- Aim of the exercise -
Copy out every line from the records that includes "jacket".

- Given data -
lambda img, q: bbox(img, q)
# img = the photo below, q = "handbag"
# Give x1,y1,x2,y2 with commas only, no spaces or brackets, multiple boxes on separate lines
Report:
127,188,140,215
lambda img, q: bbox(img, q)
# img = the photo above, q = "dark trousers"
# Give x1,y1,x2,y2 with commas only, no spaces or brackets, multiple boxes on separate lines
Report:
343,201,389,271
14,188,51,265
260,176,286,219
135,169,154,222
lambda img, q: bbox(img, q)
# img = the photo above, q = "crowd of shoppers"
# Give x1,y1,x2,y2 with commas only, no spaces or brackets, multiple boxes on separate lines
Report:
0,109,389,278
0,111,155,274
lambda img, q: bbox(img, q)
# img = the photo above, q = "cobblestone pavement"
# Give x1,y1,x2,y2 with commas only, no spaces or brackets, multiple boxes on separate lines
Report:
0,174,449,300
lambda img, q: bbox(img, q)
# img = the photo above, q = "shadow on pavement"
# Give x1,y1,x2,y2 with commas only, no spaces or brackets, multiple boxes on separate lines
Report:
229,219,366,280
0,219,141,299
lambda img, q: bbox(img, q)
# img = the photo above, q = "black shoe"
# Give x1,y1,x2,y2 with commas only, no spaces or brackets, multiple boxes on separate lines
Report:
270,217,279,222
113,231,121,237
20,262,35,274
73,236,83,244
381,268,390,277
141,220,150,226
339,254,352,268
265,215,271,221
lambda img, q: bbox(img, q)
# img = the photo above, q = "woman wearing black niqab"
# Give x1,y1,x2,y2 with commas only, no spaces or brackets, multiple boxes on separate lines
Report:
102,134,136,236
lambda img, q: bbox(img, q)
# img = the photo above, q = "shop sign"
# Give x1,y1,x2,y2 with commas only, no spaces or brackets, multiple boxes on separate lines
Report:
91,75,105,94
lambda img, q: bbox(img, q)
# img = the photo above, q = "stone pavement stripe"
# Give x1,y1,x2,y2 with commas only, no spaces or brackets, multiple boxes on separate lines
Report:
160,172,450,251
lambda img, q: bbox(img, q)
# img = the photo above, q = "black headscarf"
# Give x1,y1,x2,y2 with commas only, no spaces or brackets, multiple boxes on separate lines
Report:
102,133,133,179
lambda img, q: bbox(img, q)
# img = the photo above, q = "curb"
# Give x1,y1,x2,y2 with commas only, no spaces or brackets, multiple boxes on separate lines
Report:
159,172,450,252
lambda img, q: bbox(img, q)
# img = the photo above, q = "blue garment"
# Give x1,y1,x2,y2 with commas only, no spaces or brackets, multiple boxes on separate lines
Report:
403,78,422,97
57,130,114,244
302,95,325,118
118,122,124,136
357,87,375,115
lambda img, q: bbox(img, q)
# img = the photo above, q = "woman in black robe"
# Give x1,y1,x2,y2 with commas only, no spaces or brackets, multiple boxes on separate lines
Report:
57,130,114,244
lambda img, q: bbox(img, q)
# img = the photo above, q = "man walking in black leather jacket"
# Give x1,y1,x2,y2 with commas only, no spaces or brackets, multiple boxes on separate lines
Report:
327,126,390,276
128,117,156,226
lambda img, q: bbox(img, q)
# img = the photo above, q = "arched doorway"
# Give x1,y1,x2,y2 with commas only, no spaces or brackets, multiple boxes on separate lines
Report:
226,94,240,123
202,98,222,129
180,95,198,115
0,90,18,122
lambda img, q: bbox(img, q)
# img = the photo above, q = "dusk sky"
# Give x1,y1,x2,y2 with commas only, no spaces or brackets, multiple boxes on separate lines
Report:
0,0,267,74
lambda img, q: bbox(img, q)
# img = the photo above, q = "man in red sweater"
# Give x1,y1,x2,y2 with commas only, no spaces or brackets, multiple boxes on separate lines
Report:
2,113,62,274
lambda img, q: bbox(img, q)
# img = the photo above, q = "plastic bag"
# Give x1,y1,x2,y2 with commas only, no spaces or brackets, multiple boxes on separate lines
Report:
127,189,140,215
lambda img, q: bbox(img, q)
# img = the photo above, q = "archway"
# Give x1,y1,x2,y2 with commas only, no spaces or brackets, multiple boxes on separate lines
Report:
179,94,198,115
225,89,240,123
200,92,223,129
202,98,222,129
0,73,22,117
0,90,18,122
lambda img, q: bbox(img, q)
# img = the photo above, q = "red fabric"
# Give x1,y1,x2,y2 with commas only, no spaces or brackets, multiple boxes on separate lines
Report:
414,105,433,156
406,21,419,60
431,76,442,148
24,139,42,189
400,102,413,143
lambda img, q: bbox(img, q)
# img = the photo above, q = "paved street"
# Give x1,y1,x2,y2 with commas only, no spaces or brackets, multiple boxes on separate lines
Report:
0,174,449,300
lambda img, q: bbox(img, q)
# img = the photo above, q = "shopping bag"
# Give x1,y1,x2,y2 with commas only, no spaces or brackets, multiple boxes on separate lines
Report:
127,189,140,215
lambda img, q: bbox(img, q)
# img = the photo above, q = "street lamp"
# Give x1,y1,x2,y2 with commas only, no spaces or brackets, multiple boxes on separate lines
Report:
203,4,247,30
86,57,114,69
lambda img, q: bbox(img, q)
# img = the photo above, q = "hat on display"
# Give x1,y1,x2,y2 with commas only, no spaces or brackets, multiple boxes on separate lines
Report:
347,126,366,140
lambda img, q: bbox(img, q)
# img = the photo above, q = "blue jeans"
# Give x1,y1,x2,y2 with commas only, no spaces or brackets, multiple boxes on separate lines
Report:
--
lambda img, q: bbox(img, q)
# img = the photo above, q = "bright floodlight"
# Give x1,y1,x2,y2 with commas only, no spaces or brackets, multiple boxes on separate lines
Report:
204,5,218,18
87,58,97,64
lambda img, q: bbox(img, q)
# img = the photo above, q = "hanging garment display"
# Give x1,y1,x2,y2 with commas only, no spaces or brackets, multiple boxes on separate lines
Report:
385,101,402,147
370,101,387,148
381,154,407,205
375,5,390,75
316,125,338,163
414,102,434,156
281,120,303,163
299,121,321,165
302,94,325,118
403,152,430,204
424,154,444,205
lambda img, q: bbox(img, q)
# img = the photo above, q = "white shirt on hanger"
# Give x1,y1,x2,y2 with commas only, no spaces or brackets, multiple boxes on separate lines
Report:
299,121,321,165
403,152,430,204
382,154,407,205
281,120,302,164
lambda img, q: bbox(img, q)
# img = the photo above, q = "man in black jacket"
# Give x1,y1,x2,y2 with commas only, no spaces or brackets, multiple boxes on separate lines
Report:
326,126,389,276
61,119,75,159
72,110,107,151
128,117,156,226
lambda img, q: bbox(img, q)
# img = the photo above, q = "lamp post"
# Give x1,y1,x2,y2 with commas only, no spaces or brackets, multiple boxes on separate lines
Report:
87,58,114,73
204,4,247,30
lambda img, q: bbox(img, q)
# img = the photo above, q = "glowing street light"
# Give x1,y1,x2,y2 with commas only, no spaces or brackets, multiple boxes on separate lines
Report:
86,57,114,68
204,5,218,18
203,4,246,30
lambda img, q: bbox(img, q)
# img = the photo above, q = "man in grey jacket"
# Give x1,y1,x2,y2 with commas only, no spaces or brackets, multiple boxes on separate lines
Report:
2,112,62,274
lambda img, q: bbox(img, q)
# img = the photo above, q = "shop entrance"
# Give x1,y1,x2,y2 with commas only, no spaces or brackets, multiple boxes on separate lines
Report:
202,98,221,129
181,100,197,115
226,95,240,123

- Output -
# img = the photo above, q = "man walking in black leather jacket"
# img = the photo above, q = "man in black jacket"
# img = the photo above, q = "man in grey jacket"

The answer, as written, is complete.